DIRECTION ▸ Copy every record below exactly.

##### RECORDS SUPPLIED #####

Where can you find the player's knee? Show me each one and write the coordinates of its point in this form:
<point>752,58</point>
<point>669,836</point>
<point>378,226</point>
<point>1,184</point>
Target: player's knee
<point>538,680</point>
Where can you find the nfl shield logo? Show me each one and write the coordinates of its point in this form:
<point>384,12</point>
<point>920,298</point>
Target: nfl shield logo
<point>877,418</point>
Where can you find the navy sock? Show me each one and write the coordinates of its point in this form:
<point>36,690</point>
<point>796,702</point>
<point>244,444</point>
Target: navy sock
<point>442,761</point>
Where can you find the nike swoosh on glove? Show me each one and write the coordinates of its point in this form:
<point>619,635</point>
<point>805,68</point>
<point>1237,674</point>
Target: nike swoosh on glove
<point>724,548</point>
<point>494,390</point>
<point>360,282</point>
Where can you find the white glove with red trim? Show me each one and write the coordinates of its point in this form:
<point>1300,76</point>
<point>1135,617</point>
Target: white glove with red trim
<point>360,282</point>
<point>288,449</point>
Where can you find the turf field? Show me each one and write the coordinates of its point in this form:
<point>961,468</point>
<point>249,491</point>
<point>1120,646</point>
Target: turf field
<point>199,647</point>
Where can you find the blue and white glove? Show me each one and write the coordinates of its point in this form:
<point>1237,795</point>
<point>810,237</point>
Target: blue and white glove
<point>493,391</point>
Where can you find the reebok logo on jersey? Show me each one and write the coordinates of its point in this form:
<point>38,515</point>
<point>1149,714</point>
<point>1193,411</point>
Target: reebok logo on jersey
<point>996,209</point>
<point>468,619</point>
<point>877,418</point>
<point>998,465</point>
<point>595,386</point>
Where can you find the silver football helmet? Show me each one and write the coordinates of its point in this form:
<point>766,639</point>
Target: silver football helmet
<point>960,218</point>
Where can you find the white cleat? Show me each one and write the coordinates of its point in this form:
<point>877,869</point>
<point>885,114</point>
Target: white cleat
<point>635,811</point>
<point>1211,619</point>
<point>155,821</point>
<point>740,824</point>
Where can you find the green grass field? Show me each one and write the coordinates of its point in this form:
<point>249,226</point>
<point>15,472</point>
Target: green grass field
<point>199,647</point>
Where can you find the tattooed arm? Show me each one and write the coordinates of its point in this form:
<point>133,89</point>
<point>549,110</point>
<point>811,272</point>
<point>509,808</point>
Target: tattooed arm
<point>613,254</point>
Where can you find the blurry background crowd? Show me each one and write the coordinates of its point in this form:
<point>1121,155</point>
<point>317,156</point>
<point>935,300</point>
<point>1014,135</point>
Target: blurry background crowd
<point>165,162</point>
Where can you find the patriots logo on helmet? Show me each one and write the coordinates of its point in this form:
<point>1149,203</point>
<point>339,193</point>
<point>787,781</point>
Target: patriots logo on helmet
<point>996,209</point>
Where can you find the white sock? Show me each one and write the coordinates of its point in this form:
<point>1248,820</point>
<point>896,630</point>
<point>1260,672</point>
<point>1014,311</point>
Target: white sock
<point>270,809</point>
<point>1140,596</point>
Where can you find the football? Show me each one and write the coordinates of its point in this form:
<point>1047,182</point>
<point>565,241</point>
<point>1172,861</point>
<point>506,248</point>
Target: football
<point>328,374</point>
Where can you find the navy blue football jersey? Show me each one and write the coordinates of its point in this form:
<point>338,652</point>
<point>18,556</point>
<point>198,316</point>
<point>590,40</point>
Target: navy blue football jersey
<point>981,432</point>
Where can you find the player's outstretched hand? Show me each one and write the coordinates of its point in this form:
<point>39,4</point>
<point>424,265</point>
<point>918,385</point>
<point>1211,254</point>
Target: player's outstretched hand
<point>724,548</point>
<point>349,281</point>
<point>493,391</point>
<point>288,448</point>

#####

SOLUTION FOR THIS TASK ▸
Where can you find the player's knee? Show me each one and write the coordinates of its point in this form:
<point>752,58</point>
<point>669,836</point>
<point>378,226</point>
<point>1,184</point>
Target: player's knee
<point>538,680</point>
Where can you find the nfl shield logo? Show me each one and write the coordinates of its point in this form:
<point>384,12</point>
<point>920,298</point>
Target: nfl shield logo
<point>877,418</point>
Where can you find the navy sock? Show me each one and write the coordinates of its point in this form:
<point>36,690</point>
<point>796,702</point>
<point>244,444</point>
Target: navy sock
<point>442,761</point>
Where can you find the nike swoosh on glove? Show me each one and write the coordinates of its point in this form:
<point>619,635</point>
<point>805,68</point>
<point>1237,674</point>
Target: nike swoosh on glove
<point>724,548</point>
<point>494,390</point>
<point>360,282</point>
Where can you find the white glove with red trim? Show me each one and write the coordinates of its point in this form:
<point>1300,76</point>
<point>1135,617</point>
Target: white glove with red trim
<point>360,282</point>
<point>288,449</point>
Where can you find the turf field? Show me each one and write the coordinates of its point in this form:
<point>961,468</point>
<point>249,491</point>
<point>1120,646</point>
Target: turf field
<point>199,647</point>
Where can you find the blue and white glove? Show me each one and write the coordinates of its point in this form:
<point>1237,795</point>
<point>810,237</point>
Target: blue and white glove
<point>493,391</point>
Where can you find the reebok logo on jersey? Show me each one and write the coordinates of its point in this form:
<point>38,515</point>
<point>1149,714</point>
<point>1193,411</point>
Target: reebok logo on jersey
<point>996,209</point>
<point>468,619</point>
<point>877,418</point>
<point>998,465</point>
<point>595,386</point>
Where can you find the silver football helmet? Show me each one and write the coordinates of its point in this form:
<point>766,639</point>
Target: silver football helmet
<point>960,218</point>
Where can you find the white cleat? Show me each one and write the coordinates of its point in this form:
<point>877,869</point>
<point>885,114</point>
Target: white cleat
<point>635,811</point>
<point>1211,619</point>
<point>155,821</point>
<point>740,824</point>
Where can you find the green grass field? Show me each one and write the coordinates of its point in this form:
<point>249,226</point>
<point>15,472</point>
Target: green grass field
<point>199,647</point>
Where can you find the tattooed arm? Show me each one and write the coordinates of its point in this form:
<point>133,89</point>
<point>549,110</point>
<point>811,272</point>
<point>509,808</point>
Target: tattooed arm
<point>613,254</point>
Where can you find the blurry background crowd? Show me each one and write the coordinates of its point in this form:
<point>1121,155</point>
<point>317,156</point>
<point>935,300</point>
<point>1014,135</point>
Target: blurry background crowd
<point>165,162</point>
Where can you find the patriots logo on helmet? Show me each one and write the coordinates of its point in this form:
<point>1149,203</point>
<point>339,193</point>
<point>787,781</point>
Target: patriots logo on helmet
<point>996,209</point>
Where can you find the white sock? Show me each one and write the coordinates of its point in this form:
<point>1248,820</point>
<point>896,630</point>
<point>1260,672</point>
<point>1014,311</point>
Target: white sock
<point>270,809</point>
<point>1140,596</point>
Where can you find the football? Show me each one and write the coordinates of its point in this form:
<point>1047,182</point>
<point>565,241</point>
<point>1172,861</point>
<point>506,248</point>
Target: football
<point>328,374</point>
Where can you find the navy blue football jersey? Show me each one and write the coordinates of its point in this form:
<point>338,652</point>
<point>18,556</point>
<point>198,316</point>
<point>590,40</point>
Target: navy blue football jersey
<point>981,432</point>
Where can you find the player's outstretched hand? Show me each one and write the coordinates of its point in this form:
<point>39,4</point>
<point>424,265</point>
<point>918,385</point>
<point>1211,254</point>
Target: player's outstretched hand
<point>724,548</point>
<point>349,281</point>
<point>493,391</point>
<point>288,448</point>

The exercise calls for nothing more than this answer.